_Passage for review_
↓
Scientific classification
- Kingdom: Animalia
- Phylum: Chordata
- Class: Amphibia
- Order: Anura
- Family: Rhacophoridae
- Genus: Kurixalus
- Species: K. verrucosus
- Binomial name: Kurixalus verrucosus (Boulenger, 1893)
- Synonyms: Rhacophorus verrucosus (Boulenger, 1893)

= Kurixalus verrucosus =

- Authority: (Boulenger, 1893)
- Conservation status: LC
- Synonyms: Rhacophorus verrucosus (Boulenger, 1893)

Species of amphibian

Kurixalus verrucosus (Boulenger's bushfrog, small rough-armed tree frog) is a species of frog in the family Rhacophoridae found in Myanmar, Thailand, China, and Vietnam. In the past, it has been considered synonym of Rhacophorus appendiculatus (=Kurixalus appendiculatus), which, together with other confusion regarding the identity of this species, makes interpreting older literature difficult.

This frog has been observed between 200 and 2000 meters above sea level, perched on shrubs near or far from streams. Scientists are not certain whether this species is dependent on forests to survive and, despite deforestation, list it as at least concern of extinction because of its large range.
↑
_Given information_
↓
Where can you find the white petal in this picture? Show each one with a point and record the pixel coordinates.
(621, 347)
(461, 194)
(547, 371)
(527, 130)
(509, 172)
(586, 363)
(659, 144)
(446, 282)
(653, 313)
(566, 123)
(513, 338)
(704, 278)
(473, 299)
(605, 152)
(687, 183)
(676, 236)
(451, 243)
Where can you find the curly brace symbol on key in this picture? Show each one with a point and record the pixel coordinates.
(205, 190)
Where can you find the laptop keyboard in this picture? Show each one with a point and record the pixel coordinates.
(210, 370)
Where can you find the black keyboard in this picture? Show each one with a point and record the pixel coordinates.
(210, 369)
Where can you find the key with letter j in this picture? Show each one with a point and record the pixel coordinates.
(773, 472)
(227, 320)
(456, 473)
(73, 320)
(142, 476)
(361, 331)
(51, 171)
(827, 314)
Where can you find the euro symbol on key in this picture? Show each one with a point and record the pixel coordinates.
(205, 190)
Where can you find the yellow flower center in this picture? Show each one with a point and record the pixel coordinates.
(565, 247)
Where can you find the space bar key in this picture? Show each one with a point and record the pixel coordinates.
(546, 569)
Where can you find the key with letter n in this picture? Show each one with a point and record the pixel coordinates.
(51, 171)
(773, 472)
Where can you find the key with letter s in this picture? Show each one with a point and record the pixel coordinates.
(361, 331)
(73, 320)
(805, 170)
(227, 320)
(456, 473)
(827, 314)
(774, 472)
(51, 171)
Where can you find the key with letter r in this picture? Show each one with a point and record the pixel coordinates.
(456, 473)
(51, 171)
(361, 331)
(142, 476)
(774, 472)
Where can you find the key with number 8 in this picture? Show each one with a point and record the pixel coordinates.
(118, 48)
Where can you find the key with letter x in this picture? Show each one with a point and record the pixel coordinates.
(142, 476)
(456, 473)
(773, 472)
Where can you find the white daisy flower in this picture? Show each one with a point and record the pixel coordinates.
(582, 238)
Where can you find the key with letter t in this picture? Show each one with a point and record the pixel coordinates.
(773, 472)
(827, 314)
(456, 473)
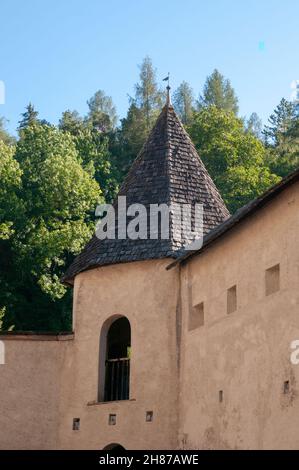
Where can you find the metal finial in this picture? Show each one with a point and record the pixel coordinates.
(168, 97)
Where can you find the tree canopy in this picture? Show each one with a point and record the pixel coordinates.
(52, 177)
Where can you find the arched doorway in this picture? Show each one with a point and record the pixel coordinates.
(114, 447)
(114, 374)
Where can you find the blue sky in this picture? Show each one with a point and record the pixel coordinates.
(56, 54)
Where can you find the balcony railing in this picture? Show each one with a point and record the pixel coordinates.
(117, 379)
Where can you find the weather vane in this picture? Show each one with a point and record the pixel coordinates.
(167, 79)
(167, 88)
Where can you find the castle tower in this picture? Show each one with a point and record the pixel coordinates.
(122, 383)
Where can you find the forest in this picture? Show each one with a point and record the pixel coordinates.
(53, 176)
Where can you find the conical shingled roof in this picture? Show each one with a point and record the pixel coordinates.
(168, 170)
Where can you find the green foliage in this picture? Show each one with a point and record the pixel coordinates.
(183, 101)
(4, 135)
(219, 92)
(102, 112)
(282, 139)
(143, 111)
(28, 117)
(52, 179)
(93, 149)
(234, 158)
(10, 183)
(254, 125)
(71, 122)
(59, 198)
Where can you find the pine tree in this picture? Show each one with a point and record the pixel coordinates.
(219, 92)
(183, 100)
(71, 122)
(4, 135)
(254, 125)
(28, 118)
(102, 112)
(148, 97)
(280, 123)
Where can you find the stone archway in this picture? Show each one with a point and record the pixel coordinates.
(114, 447)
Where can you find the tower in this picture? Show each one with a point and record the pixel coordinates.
(123, 379)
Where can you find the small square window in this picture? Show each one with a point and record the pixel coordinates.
(196, 316)
(76, 424)
(272, 279)
(112, 420)
(286, 387)
(232, 299)
(149, 416)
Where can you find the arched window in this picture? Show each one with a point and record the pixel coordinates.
(114, 373)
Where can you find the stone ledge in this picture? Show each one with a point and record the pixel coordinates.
(36, 336)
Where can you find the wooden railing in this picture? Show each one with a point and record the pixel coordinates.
(117, 380)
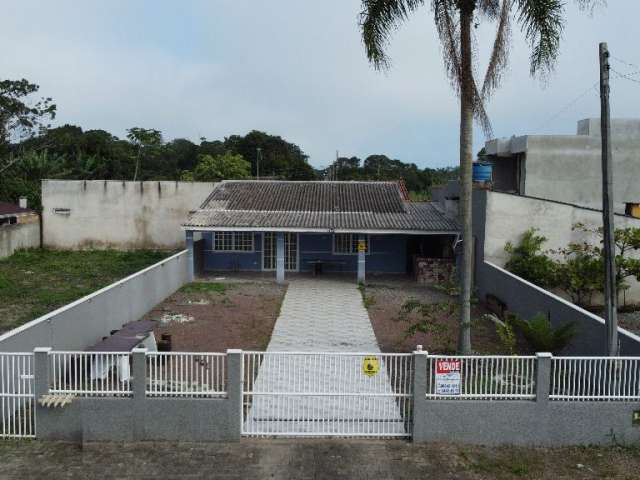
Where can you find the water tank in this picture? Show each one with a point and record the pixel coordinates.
(482, 172)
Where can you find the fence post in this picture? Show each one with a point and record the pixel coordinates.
(543, 376)
(41, 371)
(235, 386)
(420, 359)
(139, 373)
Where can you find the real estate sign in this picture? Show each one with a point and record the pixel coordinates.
(448, 376)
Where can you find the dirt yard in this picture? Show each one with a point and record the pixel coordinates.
(384, 302)
(210, 316)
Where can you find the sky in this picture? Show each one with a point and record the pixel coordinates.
(298, 69)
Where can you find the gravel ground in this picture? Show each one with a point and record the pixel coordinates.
(312, 459)
(225, 315)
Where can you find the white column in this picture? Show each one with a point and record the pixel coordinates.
(190, 256)
(280, 257)
(361, 260)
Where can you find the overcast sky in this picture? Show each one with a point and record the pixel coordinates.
(295, 68)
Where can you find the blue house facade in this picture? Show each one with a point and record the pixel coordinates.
(341, 227)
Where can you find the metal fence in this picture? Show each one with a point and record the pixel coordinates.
(178, 374)
(17, 408)
(495, 377)
(91, 373)
(595, 378)
(327, 394)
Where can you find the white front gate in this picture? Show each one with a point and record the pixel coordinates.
(327, 394)
(17, 402)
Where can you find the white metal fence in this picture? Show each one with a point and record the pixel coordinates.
(495, 377)
(595, 378)
(17, 408)
(91, 373)
(327, 394)
(177, 374)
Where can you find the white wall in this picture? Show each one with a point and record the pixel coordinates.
(84, 322)
(509, 216)
(118, 214)
(19, 235)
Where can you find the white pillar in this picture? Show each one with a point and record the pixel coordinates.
(190, 256)
(361, 259)
(280, 257)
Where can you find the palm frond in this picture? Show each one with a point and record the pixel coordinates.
(379, 19)
(542, 22)
(500, 52)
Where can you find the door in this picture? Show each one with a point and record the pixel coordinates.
(290, 251)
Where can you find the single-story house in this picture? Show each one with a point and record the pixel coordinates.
(312, 226)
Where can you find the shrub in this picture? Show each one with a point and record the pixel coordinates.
(542, 336)
(528, 261)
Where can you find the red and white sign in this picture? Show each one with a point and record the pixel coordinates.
(448, 376)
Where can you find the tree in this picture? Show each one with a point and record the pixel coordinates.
(18, 115)
(221, 167)
(542, 22)
(143, 138)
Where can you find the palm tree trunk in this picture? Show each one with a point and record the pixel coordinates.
(466, 159)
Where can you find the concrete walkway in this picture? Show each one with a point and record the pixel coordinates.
(323, 316)
(323, 394)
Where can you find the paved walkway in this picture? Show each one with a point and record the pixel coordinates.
(323, 316)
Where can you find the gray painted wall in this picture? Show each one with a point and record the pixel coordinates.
(567, 168)
(20, 235)
(118, 214)
(507, 217)
(85, 321)
(139, 418)
(538, 422)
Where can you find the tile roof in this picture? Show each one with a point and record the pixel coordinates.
(361, 206)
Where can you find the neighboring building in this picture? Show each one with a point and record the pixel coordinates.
(19, 227)
(567, 168)
(311, 226)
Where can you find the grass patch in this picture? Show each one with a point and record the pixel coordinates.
(36, 281)
(206, 287)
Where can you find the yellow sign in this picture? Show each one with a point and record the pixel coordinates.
(370, 366)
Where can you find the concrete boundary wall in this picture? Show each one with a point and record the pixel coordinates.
(124, 215)
(141, 418)
(20, 235)
(538, 422)
(527, 299)
(84, 322)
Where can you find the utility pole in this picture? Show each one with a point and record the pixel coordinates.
(258, 156)
(610, 291)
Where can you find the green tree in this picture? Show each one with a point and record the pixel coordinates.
(542, 22)
(18, 115)
(143, 139)
(221, 167)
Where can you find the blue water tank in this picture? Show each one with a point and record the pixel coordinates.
(482, 172)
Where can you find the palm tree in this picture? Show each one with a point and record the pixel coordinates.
(541, 21)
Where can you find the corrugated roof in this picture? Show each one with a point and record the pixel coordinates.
(358, 206)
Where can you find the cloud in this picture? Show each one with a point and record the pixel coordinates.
(296, 69)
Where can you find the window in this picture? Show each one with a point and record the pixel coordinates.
(233, 241)
(347, 243)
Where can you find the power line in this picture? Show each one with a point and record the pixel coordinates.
(627, 76)
(569, 105)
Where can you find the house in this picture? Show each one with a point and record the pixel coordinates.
(349, 227)
(567, 168)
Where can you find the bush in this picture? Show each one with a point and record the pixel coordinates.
(542, 336)
(528, 261)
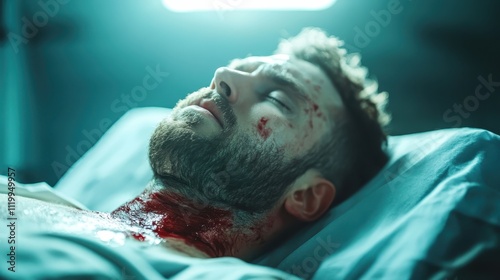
↑
_Work to complete_
Name all the countries where the Kurixalus verrucosus text says the species is found. The data is not needed for this.

_Response to this exercise_
Myanmar, Thailand, China, and Vietnam.